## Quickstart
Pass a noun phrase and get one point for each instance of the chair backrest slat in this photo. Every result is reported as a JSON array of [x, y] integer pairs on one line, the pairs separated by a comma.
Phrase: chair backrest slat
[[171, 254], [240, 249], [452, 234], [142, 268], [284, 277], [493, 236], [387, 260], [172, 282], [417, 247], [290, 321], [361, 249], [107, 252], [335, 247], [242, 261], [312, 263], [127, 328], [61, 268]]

--

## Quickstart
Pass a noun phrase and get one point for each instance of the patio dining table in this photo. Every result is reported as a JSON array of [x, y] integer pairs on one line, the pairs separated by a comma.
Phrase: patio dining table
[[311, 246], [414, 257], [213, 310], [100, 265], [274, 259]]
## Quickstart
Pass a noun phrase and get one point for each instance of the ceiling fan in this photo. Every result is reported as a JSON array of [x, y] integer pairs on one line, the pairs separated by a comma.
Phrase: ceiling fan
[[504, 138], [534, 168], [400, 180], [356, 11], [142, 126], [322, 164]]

==

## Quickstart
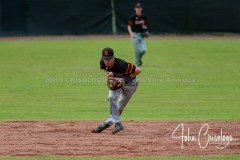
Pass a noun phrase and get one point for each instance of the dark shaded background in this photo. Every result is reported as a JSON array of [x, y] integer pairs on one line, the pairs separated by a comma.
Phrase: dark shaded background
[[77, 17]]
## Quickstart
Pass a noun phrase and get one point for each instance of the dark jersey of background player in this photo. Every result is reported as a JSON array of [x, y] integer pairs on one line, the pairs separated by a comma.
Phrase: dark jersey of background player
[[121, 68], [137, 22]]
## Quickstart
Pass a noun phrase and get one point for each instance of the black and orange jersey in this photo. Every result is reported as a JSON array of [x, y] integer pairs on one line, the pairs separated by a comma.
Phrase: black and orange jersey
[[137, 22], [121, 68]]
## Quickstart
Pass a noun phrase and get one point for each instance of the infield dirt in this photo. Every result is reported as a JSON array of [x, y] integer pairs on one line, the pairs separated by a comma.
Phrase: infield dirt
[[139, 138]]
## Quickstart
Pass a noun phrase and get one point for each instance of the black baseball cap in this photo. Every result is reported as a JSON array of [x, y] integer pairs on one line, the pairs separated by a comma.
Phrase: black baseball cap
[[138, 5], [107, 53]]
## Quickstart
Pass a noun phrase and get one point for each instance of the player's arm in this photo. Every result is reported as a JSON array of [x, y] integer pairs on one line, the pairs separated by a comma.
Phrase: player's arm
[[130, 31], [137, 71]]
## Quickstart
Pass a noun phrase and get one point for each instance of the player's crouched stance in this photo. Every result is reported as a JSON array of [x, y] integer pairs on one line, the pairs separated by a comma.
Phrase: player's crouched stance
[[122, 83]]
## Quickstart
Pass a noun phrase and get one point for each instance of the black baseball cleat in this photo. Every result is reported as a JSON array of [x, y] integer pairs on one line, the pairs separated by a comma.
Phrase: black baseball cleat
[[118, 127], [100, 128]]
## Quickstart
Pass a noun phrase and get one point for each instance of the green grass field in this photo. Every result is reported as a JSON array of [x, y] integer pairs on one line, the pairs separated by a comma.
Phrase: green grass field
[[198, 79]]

EXERCISE REQUIREMENTS - Exactly the lines above from the one with "of the infield" to the one with "baseball cap in", both included, are to be quoted; leave the rest out.

RESULT OF THIS TASK -
Pass a noun phrase and get one point for each instance of the infield dirt in this photo. Every result is reported as a JSON array of [x, y] integer pairs on one line, the pairs separated by a comma.
Phrase: infield dirt
[[139, 138]]
## Quickstart
Pass a noun phrase and get one point for each instance of the black baseball cap in this photo. Every result is reported as a JSON array of [x, y] integer pairs on one line, the pairs separated by a comma.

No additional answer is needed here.